_EXERCISE DATA_
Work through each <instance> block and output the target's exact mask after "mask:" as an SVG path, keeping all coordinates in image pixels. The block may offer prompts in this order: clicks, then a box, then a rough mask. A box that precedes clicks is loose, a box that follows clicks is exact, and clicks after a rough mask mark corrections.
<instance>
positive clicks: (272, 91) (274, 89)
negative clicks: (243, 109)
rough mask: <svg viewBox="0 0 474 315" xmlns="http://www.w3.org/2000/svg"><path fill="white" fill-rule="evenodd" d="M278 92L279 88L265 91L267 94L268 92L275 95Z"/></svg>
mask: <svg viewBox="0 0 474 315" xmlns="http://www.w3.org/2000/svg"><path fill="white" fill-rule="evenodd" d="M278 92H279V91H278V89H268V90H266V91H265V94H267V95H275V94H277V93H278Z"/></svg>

_PROBLEM DESCRIPTION_
Edit the listing above so that "positive clicks" becomes "foreground clicks", and keep every other line the same.

_RESPONSE AREA_
Work through each <instance> block and output the target's exact mask after "mask:" as an SVG path, keeping all coordinates in image pixels. The block may offer prompts in this order: clicks, then a box, then a rough mask. A box that precedes clicks is loose, a box that follows clicks is exact, and clicks after a rough mask mark corrections.
<instance>
foreground clicks: (272, 91) (274, 89)
negative clicks: (243, 109)
rough mask: <svg viewBox="0 0 474 315" xmlns="http://www.w3.org/2000/svg"><path fill="white" fill-rule="evenodd" d="M278 92L279 88L265 91L267 94L268 92L275 95Z"/></svg>
mask: <svg viewBox="0 0 474 315" xmlns="http://www.w3.org/2000/svg"><path fill="white" fill-rule="evenodd" d="M278 92H279V91H278V89H268V90H266V91H265V94H267V95H275V94H277V93H278Z"/></svg>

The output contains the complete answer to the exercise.